Dorminy shuts out Schaumburg, Things win rubber match
Fastball, curveball, slider, changeup.
It is the most common and simplest pitching combination for starting pitchers in professional baseball. It’s fast, it bends, it dips, it’s slow. It takes hitters who are looking for one thing and gives them something totally different. One pitch blows past a batter, another sweeps across home plate and another takes its time, like a paper airplane gliding across the front lawn.
And when a pitcher has all those pitches working, and keeps them down in strike zone, just like the Wild Things’ Thomas Dorminy did Sunday evening, the results can be glorious.
Dorminy, a left-hander in his first season with Washington, threw a three-hit shutout as the Wild Things blanked Schaumburg 4-0 in the finale of a three-game series.
The win pushed Washington’s lead in the Frontier League’s East Division to two games over both Joliet and Lake Erie.
It was the Wild Things’ first nine-inning complete-game shutout since Trevor Foss blanked River City in July of 2016.
“That performance was very Trevor Foss-like,” Washington manager Gregg Langbehn said.
Dorminy (6-2) needed only 108 pitches on a steamy evening to finish what he started. Only five Schaumburg batters reached base. He issued one walk, hit a batter and struck out five.

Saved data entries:
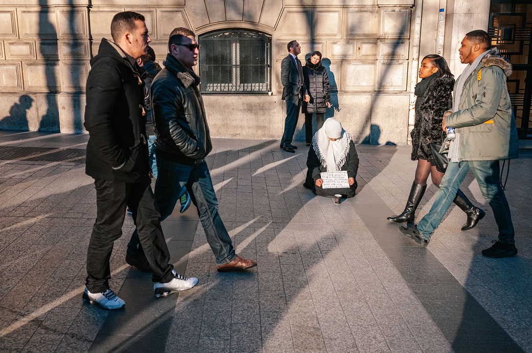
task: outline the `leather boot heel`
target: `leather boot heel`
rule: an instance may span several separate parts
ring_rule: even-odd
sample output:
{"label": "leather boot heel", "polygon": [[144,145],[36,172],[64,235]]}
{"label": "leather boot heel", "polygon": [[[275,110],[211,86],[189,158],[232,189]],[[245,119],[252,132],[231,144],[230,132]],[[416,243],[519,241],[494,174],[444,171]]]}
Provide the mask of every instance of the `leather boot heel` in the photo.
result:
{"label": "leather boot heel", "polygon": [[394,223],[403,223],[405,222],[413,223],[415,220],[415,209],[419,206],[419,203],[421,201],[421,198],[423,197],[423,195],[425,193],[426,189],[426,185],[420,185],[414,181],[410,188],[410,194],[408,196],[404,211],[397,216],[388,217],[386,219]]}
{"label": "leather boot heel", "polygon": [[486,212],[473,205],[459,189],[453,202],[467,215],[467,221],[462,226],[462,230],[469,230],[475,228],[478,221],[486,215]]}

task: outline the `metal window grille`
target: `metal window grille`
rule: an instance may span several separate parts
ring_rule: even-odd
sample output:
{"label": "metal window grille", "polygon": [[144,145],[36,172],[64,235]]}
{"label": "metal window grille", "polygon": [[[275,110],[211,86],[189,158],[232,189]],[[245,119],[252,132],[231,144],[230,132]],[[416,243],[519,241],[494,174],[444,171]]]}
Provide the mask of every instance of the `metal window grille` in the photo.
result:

YOUR INSTRUCTIONS:
Please answer these questions from the game report, one per line:
1. What was the final score of Sunday's game against Schaumburg?
2. How many pitches did Dorminy need to finish the game?
3. Who threw the Wild Things' previous nine-inning complete-game shutout?
These entries have no connection to the game report.

RESULT OF THE EXERCISE:
1. 4-0
2. 108
3. Trevor Foss